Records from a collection
####################

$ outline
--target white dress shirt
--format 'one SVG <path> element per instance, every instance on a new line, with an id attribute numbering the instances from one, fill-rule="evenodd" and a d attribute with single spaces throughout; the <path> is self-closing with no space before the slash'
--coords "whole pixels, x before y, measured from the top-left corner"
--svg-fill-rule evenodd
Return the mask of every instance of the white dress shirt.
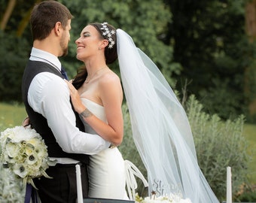
<path id="1" fill-rule="evenodd" d="M 61 69 L 61 63 L 56 56 L 35 47 L 32 49 L 29 59 L 47 62 L 59 71 Z M 91 155 L 108 148 L 110 143 L 98 135 L 81 132 L 75 126 L 75 116 L 69 98 L 69 89 L 64 80 L 52 73 L 38 74 L 29 88 L 29 105 L 47 118 L 48 126 L 63 151 Z M 63 159 L 59 159 L 59 162 L 63 162 Z"/>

####################

Count the lines of the material that contain the string "instance" and give only that number.

2